2. Vulnerability testing
You can expect SaaS providers to make high claims regarding SaaS security. But the onus to verify these claims can end up with the clients. If the SaaS provider has tools or checks, they should be reliable and meets all standards. Apart from these, you should also ensure that intensive checks are done on the SaaS systems.
There are multiple ways to assess SaaS security, such as automated tools or manually by security experts. A comprehensive SaaS security check should comprise both automated and manual checks since it would also consider real-world scenarios and the latest threats. A number of quality SaaS security solutions are available to help you with the security testing process.
Related: What is Vulnerability Assessment and Penetration Testing?
3. Policies for data deletion
Data deletion policies play an important role in keeping customers’ data safe. SaaS providers should be clear in declaring their data deletion policies to their clients. These policies are mentioned in the service agreement and should include what would happen after the customer’s data retention timeline ends. When applicable, client data should be programmatically deleted from the server and respective logs should be generated.
4. Data security at the user level
Multiple levels of SaaS security can limit the damage from cyber-attacks. At the user level, security protocols such as role-based permissions and access, and enforced distribution of tasks, will protect your system from attacks that leverage internal security gaps.
5. Virtual Private Network/Virtual Private Cloud
VPN and VPC provide a safe environment for clients for their operation and data storage. These are better options and more secure than multi-tenant systems. These also enable users to log in and use SaaS applications from anywhere by securing endpoints and protecting the infrastructure.
6. Virtual Machine Management
Your virtual machine needs to be updated regularly to maintain a secure infrastructure. Keep up with the latest threats and patches on the market and deploy them timely to protect your VM.
7. Scalability & Reliability
SaaS offers great scalability (both vertical as well as horizontal) & reliability features. You have the benefit of adding a new enhanced feature or additional resources as per your wish. Scaling cannot be realized instantly, thus the vendor must put together a plan for horizontal redundancy. A CDN (Content delivery network) adds more robustness to scaling.

Entries provided >>
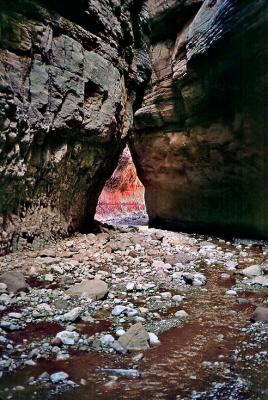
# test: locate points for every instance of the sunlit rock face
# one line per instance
(123, 193)
(200, 142)
(71, 73)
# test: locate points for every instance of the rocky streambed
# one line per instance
(135, 313)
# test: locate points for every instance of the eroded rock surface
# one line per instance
(200, 139)
(70, 75)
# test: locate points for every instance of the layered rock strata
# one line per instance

Exercise details >> Please list every numbered section heading in the SaaS security excerpt. The entries are material separate from the SaaS security excerpt.

Full output >>
- 2. Vulnerability testing
- 3. Policies for data deletion
- 4. Data security at the user level
- 5. Virtual Private Network/Virtual Private Cloud
- 6. Virtual Machine Management
- 7. Scalability & Reliability